- **Text passage**
------------
The general dependence of the chemical and phase composition of fine narrow fractions on the particle size was also established. The following tendencies were observed: with increasing d_av, the content of SiO₂ and quartz phase increases, whereas that of Fe₂O₃ decreases (Figure 3).

SEM images of the separated fine narrow fractions (Figure 4) show that they are represented by an absolute majority of spherically shaped particles and are homogeneous in size compared to the original ash (Figure 1). They contain well-fused spherical particles: they are small, with a smooth non-porous shell; with increasing globule size, single pores appear; the number of spheres with a porous shell in the largest fraction is about 15%; splinters are practically absent.

2.3. Single-Particle SEM-EDS Analysis

A SEM-EDS study of the chemical composition of individual microspheres from 1 to 2 μm in size, part of the PM_2.5 class of particulate matter posing a specific risk to human health [20,21], was carried out. This size interval also corresponds to the maximum PM₁₀ distribution of ash particles from the combustion of different types of coal, which is defined in the literature by the term “fine-fragmentation mode” [31,32]. SEM images in the elemental mapping mode showing the composition of individual microspheres are shown in Figure 5. The main components of individual microspheres are SiO₂, Al₂O₃, FeO, CaO, and MgO, the sum of which exceeds 90 wt % for all microspheres. The analysis of the chemical composition of individual microspheres in the coordinates of the [SiO₂–Al₂O₃–FeO] ternary system [33] (Figure 6) shows that they are located in the regions with primary crystallisation of the mullite phase.

2.4. Thermochemical and Phase Transformations in Dispersed Microspheres

The direct sintering of mineral raw materials typically leads to the formation of unstable glass–ceramic samples. It is also difficult to obtain sintered samples containing CFA without pre-classification, with no additives or binders. However, the use of micro-homogeneous raw materials in the form of narrow fractions of dispersed microspheres with an optimal composition has successfully solved the problem of producing glass–ceramic composites [34,35] based on CFA. The properties of these composites are comparable to industrially produced technical ceramics [36].

The performance of glass–ceramic materials is largely determined by their mineral phase composition. A detailed study of the thermochemical and phase transformations occurring in dispersed microspheres during the synthesis of glass–ceramic materials was carried out using simultaneous thermal analysis (DSC-TG) and quantitative X-ray diffraction (XRD).
------------
[Dataset rows showing where objects appear]
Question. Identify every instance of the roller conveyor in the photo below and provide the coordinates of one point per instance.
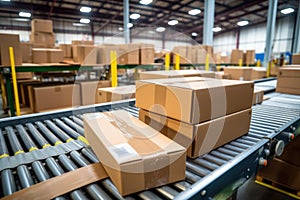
(206, 176)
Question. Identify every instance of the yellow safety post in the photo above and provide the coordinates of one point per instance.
(207, 62)
(167, 61)
(240, 62)
(114, 71)
(177, 62)
(14, 77)
(258, 63)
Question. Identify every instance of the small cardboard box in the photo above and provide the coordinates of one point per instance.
(41, 25)
(282, 173)
(239, 73)
(175, 74)
(115, 93)
(135, 156)
(10, 40)
(194, 101)
(200, 138)
(89, 90)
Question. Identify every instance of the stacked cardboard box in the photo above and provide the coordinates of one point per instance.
(236, 56)
(135, 156)
(199, 113)
(288, 80)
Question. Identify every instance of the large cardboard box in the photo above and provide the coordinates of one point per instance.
(200, 138)
(89, 90)
(135, 156)
(115, 93)
(239, 73)
(175, 74)
(282, 173)
(62, 96)
(41, 25)
(194, 101)
(10, 40)
(296, 58)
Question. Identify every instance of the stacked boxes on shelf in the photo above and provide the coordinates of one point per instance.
(199, 113)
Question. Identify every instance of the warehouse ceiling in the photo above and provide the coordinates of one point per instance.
(105, 14)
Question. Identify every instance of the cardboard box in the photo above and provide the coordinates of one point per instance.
(67, 50)
(10, 40)
(62, 96)
(258, 96)
(41, 25)
(115, 93)
(194, 101)
(89, 90)
(175, 74)
(282, 173)
(43, 39)
(26, 52)
(258, 73)
(135, 156)
(239, 73)
(236, 56)
(296, 58)
(200, 138)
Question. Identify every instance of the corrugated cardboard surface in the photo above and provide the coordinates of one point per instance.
(134, 155)
(175, 74)
(200, 138)
(41, 25)
(194, 101)
(10, 40)
(115, 93)
(282, 173)
(89, 90)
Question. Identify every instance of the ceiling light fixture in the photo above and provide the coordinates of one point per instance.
(24, 14)
(243, 23)
(85, 9)
(145, 2)
(287, 11)
(135, 16)
(160, 29)
(84, 21)
(173, 22)
(194, 12)
(217, 29)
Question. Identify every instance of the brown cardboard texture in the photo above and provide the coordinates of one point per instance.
(41, 25)
(200, 138)
(135, 156)
(194, 101)
(175, 74)
(89, 90)
(115, 93)
(10, 40)
(282, 173)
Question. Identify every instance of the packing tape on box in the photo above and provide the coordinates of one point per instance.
(40, 154)
(62, 184)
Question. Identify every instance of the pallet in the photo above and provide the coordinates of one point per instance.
(277, 187)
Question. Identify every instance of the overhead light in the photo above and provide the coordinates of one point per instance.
(129, 25)
(145, 2)
(135, 16)
(160, 29)
(84, 21)
(217, 29)
(243, 23)
(85, 9)
(287, 11)
(24, 14)
(173, 22)
(194, 12)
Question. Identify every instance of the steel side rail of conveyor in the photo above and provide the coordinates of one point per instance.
(205, 176)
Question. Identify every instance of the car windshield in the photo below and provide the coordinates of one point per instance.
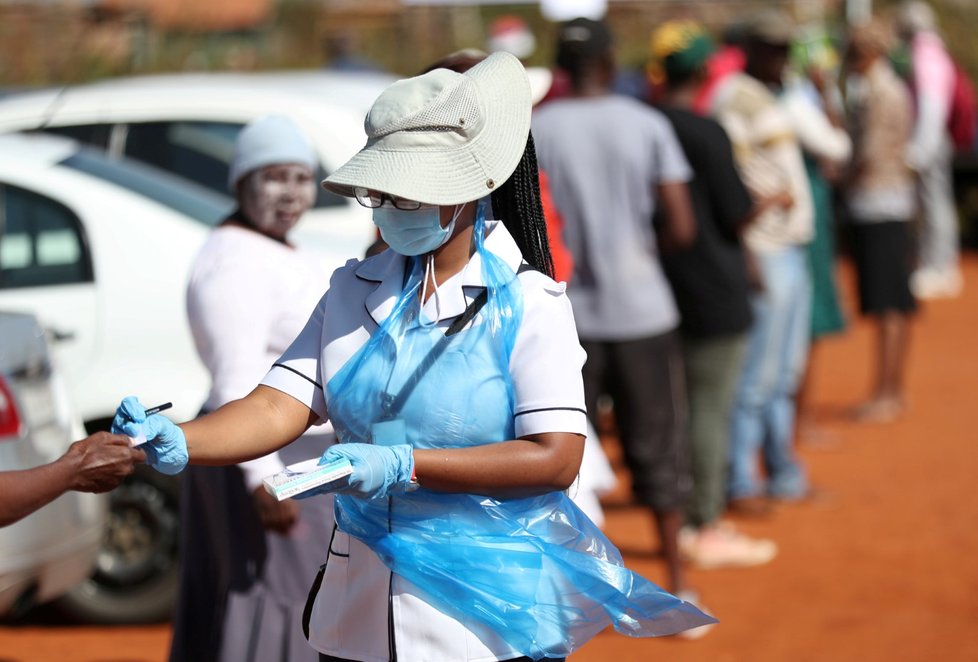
(199, 203)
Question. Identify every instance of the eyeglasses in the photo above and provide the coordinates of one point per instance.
(373, 199)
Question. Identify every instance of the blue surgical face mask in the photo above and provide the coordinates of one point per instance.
(413, 232)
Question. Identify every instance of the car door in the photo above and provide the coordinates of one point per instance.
(46, 268)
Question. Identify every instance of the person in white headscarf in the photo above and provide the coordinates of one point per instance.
(248, 559)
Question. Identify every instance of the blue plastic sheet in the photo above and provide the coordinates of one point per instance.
(535, 570)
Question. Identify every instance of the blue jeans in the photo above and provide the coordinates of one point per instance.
(764, 406)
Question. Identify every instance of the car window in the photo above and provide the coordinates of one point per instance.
(197, 202)
(200, 152)
(42, 242)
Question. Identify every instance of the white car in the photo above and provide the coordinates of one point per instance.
(186, 124)
(52, 550)
(89, 236)
(99, 250)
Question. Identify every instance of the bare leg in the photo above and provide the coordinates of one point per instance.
(668, 524)
(894, 342)
(886, 402)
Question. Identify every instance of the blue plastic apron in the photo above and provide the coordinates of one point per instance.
(535, 570)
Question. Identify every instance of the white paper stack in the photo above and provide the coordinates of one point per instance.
(303, 476)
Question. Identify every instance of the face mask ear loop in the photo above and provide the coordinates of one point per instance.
(429, 271)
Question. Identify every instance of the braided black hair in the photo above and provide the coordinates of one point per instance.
(517, 203)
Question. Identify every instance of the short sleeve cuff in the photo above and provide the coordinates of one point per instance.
(301, 387)
(552, 419)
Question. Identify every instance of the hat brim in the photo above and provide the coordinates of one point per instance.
(455, 174)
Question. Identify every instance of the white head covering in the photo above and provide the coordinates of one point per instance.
(444, 138)
(269, 140)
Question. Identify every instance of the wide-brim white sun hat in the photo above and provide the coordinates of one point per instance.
(443, 138)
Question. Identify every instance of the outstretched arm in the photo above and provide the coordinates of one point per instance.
(95, 464)
(261, 422)
(533, 465)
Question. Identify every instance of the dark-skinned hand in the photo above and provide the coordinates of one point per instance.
(101, 461)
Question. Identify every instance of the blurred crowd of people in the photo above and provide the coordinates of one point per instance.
(693, 218)
(699, 211)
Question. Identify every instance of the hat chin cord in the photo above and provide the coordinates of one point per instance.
(429, 270)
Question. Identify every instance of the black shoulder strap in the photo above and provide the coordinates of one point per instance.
(457, 325)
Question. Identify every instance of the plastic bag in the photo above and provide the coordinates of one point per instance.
(535, 570)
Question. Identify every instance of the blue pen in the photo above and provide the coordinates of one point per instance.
(158, 408)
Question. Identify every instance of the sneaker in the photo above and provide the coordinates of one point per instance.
(933, 284)
(722, 546)
(693, 598)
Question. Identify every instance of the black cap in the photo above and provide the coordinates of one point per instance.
(582, 39)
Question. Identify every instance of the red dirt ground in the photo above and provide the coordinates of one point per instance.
(882, 566)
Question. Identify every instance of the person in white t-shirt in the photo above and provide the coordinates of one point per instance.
(450, 368)
(247, 558)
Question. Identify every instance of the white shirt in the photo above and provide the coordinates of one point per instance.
(248, 298)
(360, 602)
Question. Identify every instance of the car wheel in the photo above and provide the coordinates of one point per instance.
(137, 572)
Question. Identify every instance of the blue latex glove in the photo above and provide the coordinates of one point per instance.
(378, 471)
(165, 447)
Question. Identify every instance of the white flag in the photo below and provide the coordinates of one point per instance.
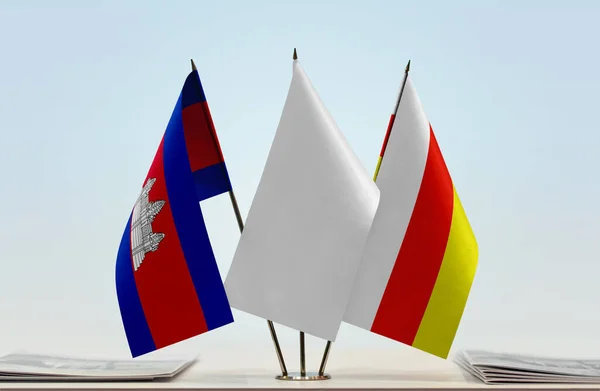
(298, 255)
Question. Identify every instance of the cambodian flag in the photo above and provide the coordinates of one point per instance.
(168, 284)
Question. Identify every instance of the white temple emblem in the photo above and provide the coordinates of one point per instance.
(143, 240)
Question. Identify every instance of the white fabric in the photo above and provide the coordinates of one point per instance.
(399, 181)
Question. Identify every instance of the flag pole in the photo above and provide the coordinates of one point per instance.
(391, 123)
(387, 135)
(240, 221)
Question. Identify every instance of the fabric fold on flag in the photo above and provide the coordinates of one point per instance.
(168, 284)
(298, 255)
(421, 255)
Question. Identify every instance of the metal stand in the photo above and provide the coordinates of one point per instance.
(303, 375)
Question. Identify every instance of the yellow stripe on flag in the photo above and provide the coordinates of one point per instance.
(449, 297)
------------
- **Description of the task**
Rewrite the part of the text on ash microspheres starting at "The performance of" and ending at "X-ray diffraction (XRD).", renaming "dispersed microspheres" to "fine microspheres" throughout.

- **Exercise answer**
The performance of glass–ceramic materials is largely determined by their mineral phase composition. A detailed study of the thermochemical and phase transformations occurring in fine microspheres during the synthesis of glass–ceramic materials was carried out using simultaneous thermal analysis (DSC-TG) and quantitative X-ray diffraction (XRD).